#### Texto para leitura ####

8ª Turma
APELAÇÃO CÍVEL (198) Nº 5060832-59.2023.4.03.9999
RELATOR: Gab. 27 - DES. FED. THEREZINHA CAZERTA
APELANTE: INSTITUTO NACIONAL DO SEGURO SOCIAL - INSS
APELADO: BENEDITO AMARILDO DONEDA
Advogados do(a) APELADO: HUMBERTO NEGRIZOLLI - SP80153-N, JOAO NEGRIZOLLI NETO - SP334578-N
OUTROS PARTICIPANTES:
8ª Turma
APELAÇÃO CÍVEL (198) Nº 5060832-59.2023.4.03.9999
RELATOR: Gab. 27 - DES. FED. THEREZINHA CAZERTA
APELANTE: INSTITUTO NACIONAL DO SEGURO SOCIAL - INSS
APELADO: BENEDITO AMARILDO DONEDA
Advogados do(a) APELADO: HUMBERTO NEGRIZOLLI - SP80153-N, JOAO NEGRIZOLLI NETO - SP334578-N
OUTROS PARTICIPANTES:
R E L A T Ó R I O
Demanda proposta objetivando o reconhecimento como especiais de períodos laborados em condições insalubres, para fins de concessão da aposentadoria especial ou por tempo de contribuição, desde a DER.
O juízo a quo julgou parcialmente procedente o pedido formulado, concedendo a aposentadoria por tempo de contribuição, a partir da DER.
O INSS apela, alegando a falta de interesse de agir, em relação aos períodos enquadrados como especiais administrativamente e a necessidade de análise do reexame necessário. Alega ainda a nulidade da perícia judicial, tendo em vista que realizada sem a vistoria no local de trabalho e com base no relato da parte autora. No mérito, pleiteia a reforma da sentença, sustentando, em síntese, a não comprovação da efetiva exposição a agentes nocivos de forma habitual e permanente. Se vencido, requer a alteração do termo inicial e dos consectários, nos termos do recurso.

####

> [Tarefas a realizar]:
**a.** Diga se cada afirmação concorda com o texto, respondendo sim ou não e citando as palavras exatas que decidem a resposta: (i) o juízo de primeira instância concedeu a aposentadoria especial; (ii) o INSS alega que a perícia judicial foi feita sem vistoria no local de trabalho; (iii) a relatoria do processo cabe à Des. Fed. Therezinha Cazerta.
**b.** Por favor, responda com base no texto:
(i) Qual é o número da apelação cível?
(ii) Qual turma consta no cabeçalho do processo?
(iii) A partir de quando a demanda pede a concessão da aposentadoria?
**c.** Enumere todos os pontos que, segundo o texto, o INSS apresenta em sua apelação.
As linhas que vêm depois deste ponto são um material à parte, sem ligação com o texto.

#### Linhas fornecidas ####

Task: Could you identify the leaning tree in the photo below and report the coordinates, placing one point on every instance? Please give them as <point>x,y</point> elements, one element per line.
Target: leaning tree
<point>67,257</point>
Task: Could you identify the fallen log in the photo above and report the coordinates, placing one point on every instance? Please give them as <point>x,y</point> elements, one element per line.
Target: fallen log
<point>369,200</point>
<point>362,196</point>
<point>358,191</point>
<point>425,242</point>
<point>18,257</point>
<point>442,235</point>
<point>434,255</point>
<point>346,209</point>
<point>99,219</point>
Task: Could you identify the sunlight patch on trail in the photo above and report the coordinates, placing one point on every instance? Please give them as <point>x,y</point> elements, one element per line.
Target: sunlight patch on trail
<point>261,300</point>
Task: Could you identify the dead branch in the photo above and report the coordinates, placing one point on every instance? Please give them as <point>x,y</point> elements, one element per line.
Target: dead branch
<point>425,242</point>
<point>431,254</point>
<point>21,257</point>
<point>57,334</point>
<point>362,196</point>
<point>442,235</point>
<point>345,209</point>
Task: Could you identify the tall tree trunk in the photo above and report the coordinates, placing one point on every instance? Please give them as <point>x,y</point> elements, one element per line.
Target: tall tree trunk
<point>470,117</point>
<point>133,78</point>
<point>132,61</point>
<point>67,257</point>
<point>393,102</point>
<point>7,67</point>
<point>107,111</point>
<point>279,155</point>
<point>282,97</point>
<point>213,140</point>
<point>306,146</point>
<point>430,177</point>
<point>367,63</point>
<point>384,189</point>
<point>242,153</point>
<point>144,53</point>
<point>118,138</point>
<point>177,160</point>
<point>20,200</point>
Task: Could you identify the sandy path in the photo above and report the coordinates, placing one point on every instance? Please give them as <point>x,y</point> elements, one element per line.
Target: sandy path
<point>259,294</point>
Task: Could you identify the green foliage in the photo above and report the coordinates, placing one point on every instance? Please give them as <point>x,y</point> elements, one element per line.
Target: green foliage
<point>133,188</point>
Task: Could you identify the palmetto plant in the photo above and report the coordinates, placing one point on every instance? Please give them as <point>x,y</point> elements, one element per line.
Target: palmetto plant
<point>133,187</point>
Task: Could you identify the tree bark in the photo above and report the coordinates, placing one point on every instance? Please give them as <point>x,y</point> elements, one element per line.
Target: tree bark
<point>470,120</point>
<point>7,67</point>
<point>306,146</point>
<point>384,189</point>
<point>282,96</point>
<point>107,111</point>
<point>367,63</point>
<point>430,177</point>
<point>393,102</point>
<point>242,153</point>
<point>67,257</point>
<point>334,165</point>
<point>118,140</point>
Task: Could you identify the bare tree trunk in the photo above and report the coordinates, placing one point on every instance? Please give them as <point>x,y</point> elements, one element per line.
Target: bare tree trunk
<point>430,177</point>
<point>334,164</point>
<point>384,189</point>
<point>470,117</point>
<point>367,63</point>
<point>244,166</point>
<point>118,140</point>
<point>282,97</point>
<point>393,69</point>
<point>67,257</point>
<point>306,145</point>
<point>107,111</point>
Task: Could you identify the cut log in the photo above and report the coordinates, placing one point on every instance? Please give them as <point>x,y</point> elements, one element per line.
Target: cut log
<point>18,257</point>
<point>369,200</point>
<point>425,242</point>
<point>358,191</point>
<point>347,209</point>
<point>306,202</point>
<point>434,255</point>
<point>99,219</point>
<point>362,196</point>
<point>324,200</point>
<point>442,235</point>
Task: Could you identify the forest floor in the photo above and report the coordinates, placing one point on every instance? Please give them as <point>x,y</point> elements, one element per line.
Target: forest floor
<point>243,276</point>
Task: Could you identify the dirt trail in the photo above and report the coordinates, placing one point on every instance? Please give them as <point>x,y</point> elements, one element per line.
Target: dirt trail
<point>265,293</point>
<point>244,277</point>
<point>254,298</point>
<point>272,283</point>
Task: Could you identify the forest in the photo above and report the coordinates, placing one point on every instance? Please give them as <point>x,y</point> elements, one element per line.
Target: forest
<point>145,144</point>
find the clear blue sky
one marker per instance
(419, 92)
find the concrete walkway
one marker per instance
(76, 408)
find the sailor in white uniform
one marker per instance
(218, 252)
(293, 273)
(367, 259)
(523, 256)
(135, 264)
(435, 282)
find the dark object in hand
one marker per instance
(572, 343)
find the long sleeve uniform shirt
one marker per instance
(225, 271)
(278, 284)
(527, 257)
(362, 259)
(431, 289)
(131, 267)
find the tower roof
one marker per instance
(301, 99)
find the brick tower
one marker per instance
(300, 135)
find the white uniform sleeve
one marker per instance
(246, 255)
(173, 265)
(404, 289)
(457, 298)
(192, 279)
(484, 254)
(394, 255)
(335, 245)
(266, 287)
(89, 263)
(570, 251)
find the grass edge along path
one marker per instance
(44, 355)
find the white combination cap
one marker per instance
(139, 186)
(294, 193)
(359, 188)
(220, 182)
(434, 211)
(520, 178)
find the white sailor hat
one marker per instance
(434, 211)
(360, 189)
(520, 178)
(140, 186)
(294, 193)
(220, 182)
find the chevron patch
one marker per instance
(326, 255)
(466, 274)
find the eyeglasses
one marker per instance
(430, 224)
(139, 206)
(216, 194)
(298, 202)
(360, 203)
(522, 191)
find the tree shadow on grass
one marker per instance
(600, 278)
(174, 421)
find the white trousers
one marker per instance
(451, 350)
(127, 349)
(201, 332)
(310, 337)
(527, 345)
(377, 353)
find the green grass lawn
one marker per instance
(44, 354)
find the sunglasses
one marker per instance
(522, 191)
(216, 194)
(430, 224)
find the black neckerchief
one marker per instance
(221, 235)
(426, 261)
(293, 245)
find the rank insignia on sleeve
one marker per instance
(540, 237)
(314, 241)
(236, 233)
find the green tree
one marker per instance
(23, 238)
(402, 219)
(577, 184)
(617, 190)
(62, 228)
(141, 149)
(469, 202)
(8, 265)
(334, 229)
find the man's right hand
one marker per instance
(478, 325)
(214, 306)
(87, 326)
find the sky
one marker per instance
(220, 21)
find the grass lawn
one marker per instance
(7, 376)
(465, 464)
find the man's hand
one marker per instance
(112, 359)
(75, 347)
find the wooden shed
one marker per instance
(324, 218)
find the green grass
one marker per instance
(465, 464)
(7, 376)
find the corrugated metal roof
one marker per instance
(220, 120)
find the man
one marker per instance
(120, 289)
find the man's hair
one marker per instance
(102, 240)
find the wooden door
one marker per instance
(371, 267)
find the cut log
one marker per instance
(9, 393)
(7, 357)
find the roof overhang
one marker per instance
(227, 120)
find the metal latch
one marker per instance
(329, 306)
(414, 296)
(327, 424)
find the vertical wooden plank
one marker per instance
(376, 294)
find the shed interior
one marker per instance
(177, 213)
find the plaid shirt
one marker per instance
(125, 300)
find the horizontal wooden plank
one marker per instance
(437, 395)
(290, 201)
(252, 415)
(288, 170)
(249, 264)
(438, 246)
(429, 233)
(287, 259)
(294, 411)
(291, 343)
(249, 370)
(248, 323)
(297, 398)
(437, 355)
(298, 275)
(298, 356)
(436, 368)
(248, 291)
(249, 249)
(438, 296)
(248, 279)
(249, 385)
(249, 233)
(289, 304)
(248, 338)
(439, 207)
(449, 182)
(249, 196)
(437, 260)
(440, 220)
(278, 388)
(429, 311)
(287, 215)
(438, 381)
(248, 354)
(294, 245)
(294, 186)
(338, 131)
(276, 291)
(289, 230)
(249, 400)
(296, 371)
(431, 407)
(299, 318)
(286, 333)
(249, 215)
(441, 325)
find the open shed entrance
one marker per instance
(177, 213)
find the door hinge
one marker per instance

####

> [Respostas das tarefas]:
**a.**
(i) Não: "concedendo a aposentadoria por tempo de contribuição, a partir da DER".
(ii) Sim: "realizada sem a vistoria no local de trabalho".
(iii) Sim: "RELATOR: Gab. 27 - DES. FED. THEREZINHA CAZERTA".

**b.**
(i) 5060832-59.2023.4.03.9999
(ii) 8ª Turma
(iii) Desde a DER.

**c.**
- Falta de interesse de agir quanto aos períodos enquadrados como especiais administrativamente
- Necessidade de análise do reexame necessário
- Nulidade da perícia judicial, realizada sem vistoria no local de trabalho e com base no relato da parte autora
- Não comprovação da efetiva exposição a agentes nocivos de forma habitual e permanente
- Alteração do termo inicial e dos consectários, se vencido